[RECORDS TO USE]

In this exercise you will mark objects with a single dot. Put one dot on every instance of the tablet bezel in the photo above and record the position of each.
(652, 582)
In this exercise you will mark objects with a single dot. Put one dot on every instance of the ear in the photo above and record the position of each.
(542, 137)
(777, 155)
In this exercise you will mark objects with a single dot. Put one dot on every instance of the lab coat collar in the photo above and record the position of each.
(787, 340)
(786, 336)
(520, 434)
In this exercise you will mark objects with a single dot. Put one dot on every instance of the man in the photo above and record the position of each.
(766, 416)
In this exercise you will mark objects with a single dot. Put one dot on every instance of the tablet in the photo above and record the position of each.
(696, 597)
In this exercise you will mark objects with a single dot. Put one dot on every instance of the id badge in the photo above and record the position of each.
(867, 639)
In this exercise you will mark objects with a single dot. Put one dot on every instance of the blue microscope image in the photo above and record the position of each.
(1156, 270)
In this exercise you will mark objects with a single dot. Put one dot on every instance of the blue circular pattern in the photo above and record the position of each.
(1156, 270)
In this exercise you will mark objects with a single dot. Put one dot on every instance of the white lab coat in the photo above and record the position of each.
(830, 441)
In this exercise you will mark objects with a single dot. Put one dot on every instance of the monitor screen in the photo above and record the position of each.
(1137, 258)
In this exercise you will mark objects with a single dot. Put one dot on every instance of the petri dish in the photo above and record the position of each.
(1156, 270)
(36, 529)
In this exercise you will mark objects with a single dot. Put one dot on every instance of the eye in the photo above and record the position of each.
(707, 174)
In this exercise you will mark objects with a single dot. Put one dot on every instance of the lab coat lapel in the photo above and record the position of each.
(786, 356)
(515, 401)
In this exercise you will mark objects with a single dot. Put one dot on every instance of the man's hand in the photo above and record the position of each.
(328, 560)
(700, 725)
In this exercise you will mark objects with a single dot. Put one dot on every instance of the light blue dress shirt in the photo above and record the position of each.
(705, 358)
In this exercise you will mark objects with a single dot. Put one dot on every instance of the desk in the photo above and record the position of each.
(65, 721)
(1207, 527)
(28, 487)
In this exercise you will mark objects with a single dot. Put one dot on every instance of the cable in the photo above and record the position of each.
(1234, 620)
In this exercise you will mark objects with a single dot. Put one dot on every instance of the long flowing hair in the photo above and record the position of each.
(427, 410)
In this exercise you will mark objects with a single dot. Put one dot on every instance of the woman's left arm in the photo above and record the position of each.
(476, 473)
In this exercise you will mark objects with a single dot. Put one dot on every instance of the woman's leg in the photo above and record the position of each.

[/RECORDS TO USE]

▶ PROBLEM TO SOLVE:
Extract each line from the listing above, please, and repeat it exactly.

▶ RESULT OF THIS TASK:
In this exercise you will mark objects with a single dot. Put one dot on every instance of the tablet bezel in the photo above and record the position of each.
(652, 582)
In this exercise you will mark objects with a single dot. Put one dot on every instance of the ear in the photo above and record the position of each.
(542, 137)
(777, 155)
In this exercise you will mark objects with a single dot. Put one dot on every instance of the lab coat collar in the photo above and record the position of each.
(787, 340)
(786, 336)
(520, 434)
In this exercise you will mark objects with a single dot. Put one dot on every instance of the man in the photo above and record the position of each.
(766, 416)
In this exercise you will mark objects with a single dot. Put one dot on every instance of the tablet in the photo above and record the position of each.
(696, 597)
In this exercise you will mark objects with a single dot. Put one dot on every instance of the id badge in the photo above and record the position of each.
(867, 639)
In this exercise you will mark objects with a single dot. Put one dot on every instance of the blue microscope image in the photo above and record the position of each.
(1156, 270)
In this exercise you will mark objects with a single dot. Put one dot on every instance of the blue circular pattern in the photo above and record the position of each.
(1156, 270)
In this exercise you will mark objects with a single dot. Put one dot on every instance of the white lab coat in the photo above and record the position of each.
(830, 441)
In this exercise you will mark objects with a single dot. Put one dot on every instance of the monitor screen in the photo above and record the position of each.
(1137, 258)
In this exercise you will mark objects with a single dot. Put one dot on every instance of the petri dish in the photo above and record the position of each.
(1156, 270)
(36, 529)
In this exercise you will mark objects with a single dot. Put one dot on every instance of the eye in the photo above and record the position of each.
(707, 174)
In this exercise you will mark objects with a single dot. Put one dot on every instance of the lab coat lapel in the photo above and record the position of each.
(786, 356)
(515, 401)
In this exercise you will mark objects with a single dot. Put one dot on every instance of the man's hand in the photo above and record the position of each.
(328, 560)
(700, 725)
In this exercise you will mark objects with a single dot. Put one dot on every instance of the light blue dress shirt in the photo above and record the position of each.
(705, 358)
In this exercise you will mark objects with a single dot. Put one dot on every instance of the desk in the photo above and record the position of each.
(65, 721)
(1207, 527)
(28, 487)
In this exercise you will mark objects with a single dot. Put one dot on every instance of the cable in the photo above and record the position of each.
(1234, 620)
In this exercise you will mark objects with a single dot. Put one dot on every instance of the long flowing hair in the photo above and record the position of each.
(427, 410)
In this exercise you will mark objects with a single dot. Put one dot on every instance of the woman's left arm in the photo above and record the position of each.
(476, 473)
In this exercise you will mark objects with a single dot. Put one dot on every instance of the woman's leg in the photo above and record the position of each.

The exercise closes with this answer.